The required output is the line that contains "Annotation guideline: for every instance of the cove, put" plus every line after it in the listing below, copied exactly as it appears.

_ _ _

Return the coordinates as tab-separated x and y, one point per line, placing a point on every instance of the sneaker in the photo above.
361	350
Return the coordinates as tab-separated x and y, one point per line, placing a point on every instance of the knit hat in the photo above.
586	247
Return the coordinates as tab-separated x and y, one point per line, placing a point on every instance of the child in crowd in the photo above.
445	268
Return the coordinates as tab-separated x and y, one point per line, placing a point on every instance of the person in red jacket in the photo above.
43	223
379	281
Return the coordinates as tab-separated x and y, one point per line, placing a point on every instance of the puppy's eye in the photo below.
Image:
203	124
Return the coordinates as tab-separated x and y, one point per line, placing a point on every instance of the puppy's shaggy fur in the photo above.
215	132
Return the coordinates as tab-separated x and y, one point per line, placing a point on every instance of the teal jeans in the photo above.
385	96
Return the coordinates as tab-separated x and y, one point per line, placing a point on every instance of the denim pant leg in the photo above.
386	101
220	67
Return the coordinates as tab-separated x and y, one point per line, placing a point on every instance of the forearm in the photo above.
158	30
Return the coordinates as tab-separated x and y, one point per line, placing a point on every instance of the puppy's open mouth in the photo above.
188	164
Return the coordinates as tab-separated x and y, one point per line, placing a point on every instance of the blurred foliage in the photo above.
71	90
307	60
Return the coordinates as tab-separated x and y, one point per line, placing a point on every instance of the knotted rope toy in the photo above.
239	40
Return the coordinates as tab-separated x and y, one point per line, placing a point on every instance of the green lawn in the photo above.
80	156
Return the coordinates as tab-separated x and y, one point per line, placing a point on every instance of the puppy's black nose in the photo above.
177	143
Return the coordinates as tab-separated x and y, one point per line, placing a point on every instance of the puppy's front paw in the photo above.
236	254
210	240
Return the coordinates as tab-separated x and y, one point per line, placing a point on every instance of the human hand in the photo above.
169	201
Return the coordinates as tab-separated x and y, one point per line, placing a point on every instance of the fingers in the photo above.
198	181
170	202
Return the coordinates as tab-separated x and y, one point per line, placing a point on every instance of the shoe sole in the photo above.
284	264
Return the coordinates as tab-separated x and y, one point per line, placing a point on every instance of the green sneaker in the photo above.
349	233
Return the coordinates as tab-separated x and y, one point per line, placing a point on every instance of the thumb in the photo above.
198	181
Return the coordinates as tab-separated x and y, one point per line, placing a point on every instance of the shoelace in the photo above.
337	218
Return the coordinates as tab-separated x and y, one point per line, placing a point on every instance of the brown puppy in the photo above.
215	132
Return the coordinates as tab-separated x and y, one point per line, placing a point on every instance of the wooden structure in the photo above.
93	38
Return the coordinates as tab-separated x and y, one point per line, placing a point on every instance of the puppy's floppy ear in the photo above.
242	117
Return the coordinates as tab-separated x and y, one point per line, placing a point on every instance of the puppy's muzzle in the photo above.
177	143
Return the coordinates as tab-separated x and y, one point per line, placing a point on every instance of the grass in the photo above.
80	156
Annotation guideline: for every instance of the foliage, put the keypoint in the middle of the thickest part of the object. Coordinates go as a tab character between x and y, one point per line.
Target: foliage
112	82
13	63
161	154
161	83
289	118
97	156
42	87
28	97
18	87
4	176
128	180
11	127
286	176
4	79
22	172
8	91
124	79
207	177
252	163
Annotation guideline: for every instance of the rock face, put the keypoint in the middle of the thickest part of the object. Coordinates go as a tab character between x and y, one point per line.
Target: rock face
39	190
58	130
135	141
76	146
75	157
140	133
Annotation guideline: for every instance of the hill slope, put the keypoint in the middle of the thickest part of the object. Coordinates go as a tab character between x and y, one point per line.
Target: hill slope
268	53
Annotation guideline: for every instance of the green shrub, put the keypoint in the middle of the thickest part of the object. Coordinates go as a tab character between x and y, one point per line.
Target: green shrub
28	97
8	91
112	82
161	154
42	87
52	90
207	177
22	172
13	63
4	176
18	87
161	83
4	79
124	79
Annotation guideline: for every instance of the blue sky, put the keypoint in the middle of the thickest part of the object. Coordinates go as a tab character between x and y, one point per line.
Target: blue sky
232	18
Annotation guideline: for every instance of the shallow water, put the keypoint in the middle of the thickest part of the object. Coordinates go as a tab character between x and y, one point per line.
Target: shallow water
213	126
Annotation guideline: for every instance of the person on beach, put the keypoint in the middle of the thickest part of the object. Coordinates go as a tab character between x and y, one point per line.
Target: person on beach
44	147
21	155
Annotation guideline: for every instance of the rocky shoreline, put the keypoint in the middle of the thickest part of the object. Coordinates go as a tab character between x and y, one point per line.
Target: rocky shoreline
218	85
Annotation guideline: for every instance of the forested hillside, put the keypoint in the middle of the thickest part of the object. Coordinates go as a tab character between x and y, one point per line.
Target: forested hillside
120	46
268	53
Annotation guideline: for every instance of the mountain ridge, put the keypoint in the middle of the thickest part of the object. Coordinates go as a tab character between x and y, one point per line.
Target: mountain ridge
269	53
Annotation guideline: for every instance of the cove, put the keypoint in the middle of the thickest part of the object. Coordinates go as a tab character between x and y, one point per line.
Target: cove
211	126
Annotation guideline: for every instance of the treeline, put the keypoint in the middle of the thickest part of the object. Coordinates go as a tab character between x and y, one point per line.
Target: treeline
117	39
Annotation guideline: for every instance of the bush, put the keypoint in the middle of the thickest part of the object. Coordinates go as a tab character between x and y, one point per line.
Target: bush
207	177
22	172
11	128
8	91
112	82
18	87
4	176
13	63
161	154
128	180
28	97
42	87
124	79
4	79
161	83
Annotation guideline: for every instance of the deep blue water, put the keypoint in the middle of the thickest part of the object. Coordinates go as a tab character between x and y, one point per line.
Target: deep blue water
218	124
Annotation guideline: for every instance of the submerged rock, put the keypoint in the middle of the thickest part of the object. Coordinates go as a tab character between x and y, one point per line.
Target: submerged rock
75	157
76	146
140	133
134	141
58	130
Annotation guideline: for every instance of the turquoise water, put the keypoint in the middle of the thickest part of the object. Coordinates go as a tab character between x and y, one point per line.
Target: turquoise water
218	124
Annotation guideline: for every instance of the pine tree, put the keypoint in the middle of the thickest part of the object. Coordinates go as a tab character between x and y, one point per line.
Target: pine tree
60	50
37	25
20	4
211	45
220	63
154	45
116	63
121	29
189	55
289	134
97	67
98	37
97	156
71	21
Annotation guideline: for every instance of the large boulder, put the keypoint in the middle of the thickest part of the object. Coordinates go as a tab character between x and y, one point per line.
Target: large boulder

_ _ _

Output for this task ::
Annotation guideline: for every instance of the cove, put the keypoint in the middle of the thickest part of the object. Coordinates go as a tab character between x and y, one point per line.
Target: cove
211	126
Annotation guideline: for every instance of the treeline, put the keypoint in the middle of the thickest part of the object. Coordinates go as a tab character between x and y, one point per line.
Target: treeline
117	39
Annotation guideline: for every instance of the bush, put the keypoint in the middle of the thickest part of the object. Coordinates go as a tab character between x and y, one point per line.
Target: bush
207	177
22	172
11	128
8	91
112	82
18	87
4	176
13	63
161	154
128	180
28	97
42	87
124	79
4	79
161	83
Annotation guideline: for every instance of the deep blue water, put the keypoint in the middle of the thickest part of the object. Coordinates go as a tab character between x and y, one point per line.
Target: deep blue water
218	124
Annotation guideline: for every instance of the submerged rock, put the keypoint in the middle of the thickest part of the object. Coordinates go as a tab character between x and y, one point per line.
Target: submerged rock
75	157
76	146
140	133
134	141
58	130
Annotation guideline: for every instance of the turquoise water, put the keypoint in the middle of the thickest part of the object. Coordinates go as a tab character between x and y, one point per line.
Target: turquoise water
218	124
Annotation guideline: for every instance of the pine tree, put the keypoint in the middle of the thickest part of the object. Coordinates go as a tab character between x and y, one point per line.
Target: pine tree
60	50
37	25
20	4
211	45
220	63
154	45
116	63
121	29
189	55
289	134
97	67
98	37
97	156
71	21
Annotation guideline: for every instance of the large boulder, put the keypoint in the middle of the thickest part of the object. Coordinates go as a tab character between x and y, one point per line.
Target: large boulder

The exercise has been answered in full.